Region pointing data
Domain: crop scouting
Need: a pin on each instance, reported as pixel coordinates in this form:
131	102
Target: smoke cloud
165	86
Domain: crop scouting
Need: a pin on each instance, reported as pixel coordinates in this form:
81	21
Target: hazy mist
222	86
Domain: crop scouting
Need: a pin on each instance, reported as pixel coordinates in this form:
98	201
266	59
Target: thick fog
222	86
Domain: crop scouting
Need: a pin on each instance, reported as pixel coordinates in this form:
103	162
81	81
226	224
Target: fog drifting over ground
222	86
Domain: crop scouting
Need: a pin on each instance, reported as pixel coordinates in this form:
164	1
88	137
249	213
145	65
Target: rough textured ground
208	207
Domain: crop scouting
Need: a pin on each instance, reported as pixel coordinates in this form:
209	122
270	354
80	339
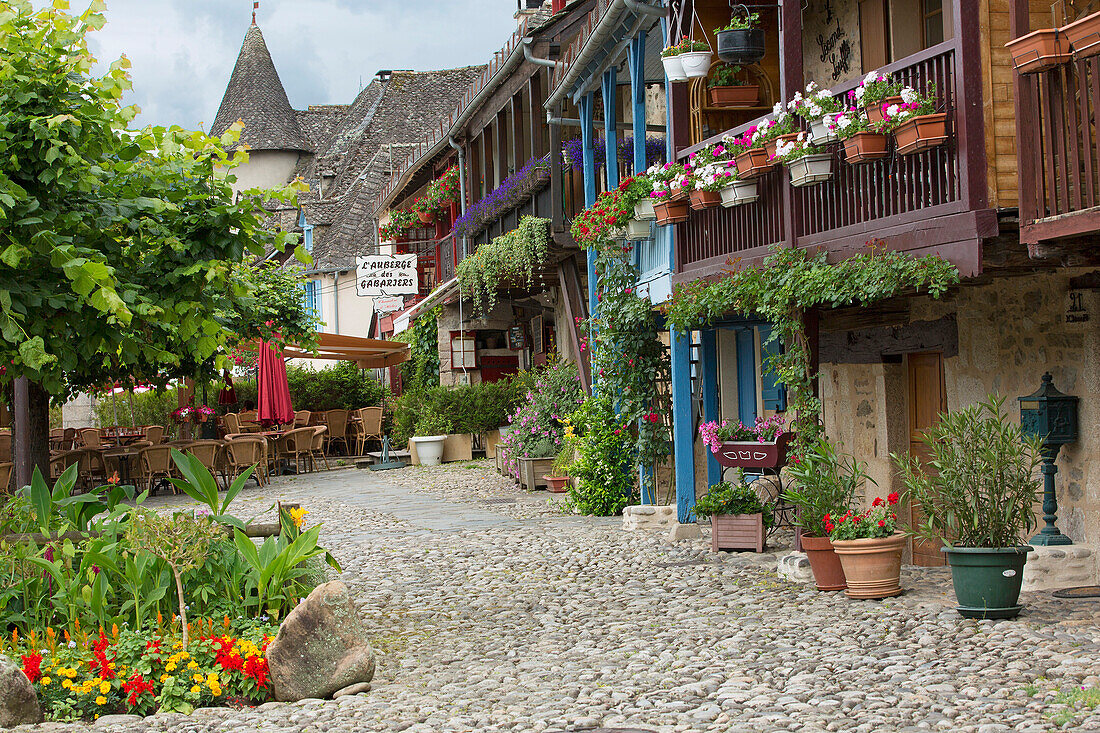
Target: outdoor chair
244	451
296	445
370	428
317	447
338	429
154	463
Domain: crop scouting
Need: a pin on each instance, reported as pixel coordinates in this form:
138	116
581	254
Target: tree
119	249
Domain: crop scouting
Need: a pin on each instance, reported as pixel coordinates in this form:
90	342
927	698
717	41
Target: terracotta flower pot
864	146
752	163
1038	50
871	567
1084	35
875	111
669	211
735	97
828	572
705	199
557	483
921	132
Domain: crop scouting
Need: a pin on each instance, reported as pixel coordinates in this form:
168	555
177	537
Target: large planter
865	146
752	163
987	580
810	170
747	95
669	211
429	448
737	532
750	453
921	132
1084	35
828	572
1038	50
673	68
739	192
871	567
740	47
705	199
696	64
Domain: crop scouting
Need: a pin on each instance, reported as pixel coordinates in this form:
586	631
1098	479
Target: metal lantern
1052	416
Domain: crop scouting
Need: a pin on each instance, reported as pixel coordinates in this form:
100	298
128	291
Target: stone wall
1010	332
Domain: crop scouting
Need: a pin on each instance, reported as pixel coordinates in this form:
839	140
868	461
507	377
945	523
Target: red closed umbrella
274	394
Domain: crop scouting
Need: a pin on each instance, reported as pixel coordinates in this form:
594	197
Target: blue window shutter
773	392
746	376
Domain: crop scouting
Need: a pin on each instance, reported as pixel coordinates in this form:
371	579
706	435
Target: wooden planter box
737	532
750	453
921	133
532	472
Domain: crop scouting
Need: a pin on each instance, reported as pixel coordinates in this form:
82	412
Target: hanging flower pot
696	64
1038	50
740	192
704	199
1084	35
752	163
810	170
921	132
670	211
864	146
741	45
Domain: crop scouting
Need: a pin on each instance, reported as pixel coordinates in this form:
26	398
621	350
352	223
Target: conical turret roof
255	96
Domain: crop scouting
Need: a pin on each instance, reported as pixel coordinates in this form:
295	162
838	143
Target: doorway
927	398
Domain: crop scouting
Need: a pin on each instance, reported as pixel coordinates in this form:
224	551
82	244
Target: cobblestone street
492	611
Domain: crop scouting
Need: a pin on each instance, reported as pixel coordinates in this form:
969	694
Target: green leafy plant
733	498
826	484
978	485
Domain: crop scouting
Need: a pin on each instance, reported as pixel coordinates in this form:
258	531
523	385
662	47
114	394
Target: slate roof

TASK BRIEF | All of the data must be repeated exactly, except for the pictures.

OUTPUT FOR THIS EXERCISE |
Domain: crop scouting
Need: a pin on each instance, reported as pixel coordinates in this form:
131	102
Target: smoke cloud
165	86
Domain: crop scouting
Need: a pin on each instance, reported as pixel coordinates in this form:
81	21
Target: hazy mist
222	86
Domain: crop scouting
Need: a pin on each instance, reported as pixel coordinates in this form:
98	201
266	59
Target: thick fog
222	86
Domain: crop scouting
Need: a pin on each instance, reported as pixel coordinates in this form:
103	162
81	81
226	224
Target: fog drifting over ground
222	86
Domain: crop scouting
Need: a pin on each instance, reported as pixel coordinates in this form:
164	1
88	137
249	213
145	65
Target: rough textured ground
208	207
Domain: crop scouting
Need: a pin on each instance, reported as pixel coordinates in this form:
209	122
270	354
80	339
Target: outdoor chair
244	451
296	445
370	428
317	447
338	429
154	463
Domain: crop scouting
Need: a pin on each instance, reported as pixel coordinates in this form:
138	116
581	254
Target: tree
119	249
Domain: crop scouting
Need: a pin on each instance, reported as pixel coordinates in this form:
90	342
927	698
717	41
Target: terracotta flower pot
864	146
752	163
1038	50
871	567
1084	35
875	111
669	211
735	97
828	572
705	199
557	483
921	132
Domain: crop scouting
Need: a pin on each instance, reported as pixel coordinates in this form:
168	555
177	537
Target: large planter
865	146
752	163
987	580
810	170
747	95
669	211
429	448
737	532
750	453
921	132
1084	35
828	572
1038	50
673	68
739	192
871	567
740	47
705	199
696	64
Domain: crop scouting
Need: a pin on each instance, reported as pixel coordinates in this form:
586	631
1098	479
Target: metal lantern
1052	416
Domain: crop scouting
Need: a pin on each instance, reported as pixel coordinates in this form:
100	298
128	291
Target: stone wall
1010	332
Domain: crop scouting
Need: a pin on each instance, reported as pixel coordinates in this form:
839	140
868	461
507	377
945	523
Target: red closed umbrella
274	394
Domain: crop scouting
Need: a pin on each instance, reported as pixel coordinates in this form:
594	197
Target: blue window shutter
773	392
746	376
Domain: crop scouting
Need: a pin on each instance, reported as pixel coordinates in this form:
371	579
706	435
Target: wooden planter box
737	532
750	453
921	133
532	472
Domain: crop scouting
Need: a pin on each instance, reported as pixel coordinates in this form:
82	412
Target: hanging flower pot
696	64
1038	50
740	192
704	199
1084	35
752	163
810	170
921	132
670	211
864	146
741	45
Domain: crop scouting
Need: a pin on each instance, reported as pixel coordinates in this form:
26	398
621	350
352	223
Target: conical turret roof
255	96
Domain: crop scouting
Need: a pin on each instance, reported as pixel coordinates in this form:
295	162
838	143
Target: doorway
927	398
Domain: crop scouting
Need: a pin on each instance, reported as pixel coordinates in this form:
224	551
82	244
Target: cobblestone street
492	611
Domain: crop scouting
Need: a pin on each instance, reported as pixel coordinates in this form:
969	694
Target: green leafy plant
733	498
826	484
978	485
Domain: crop scouting
Need: a pin on each instance, reported as pixel coordinates in this form:
258	531
523	385
662	47
114	394
Target: slate roof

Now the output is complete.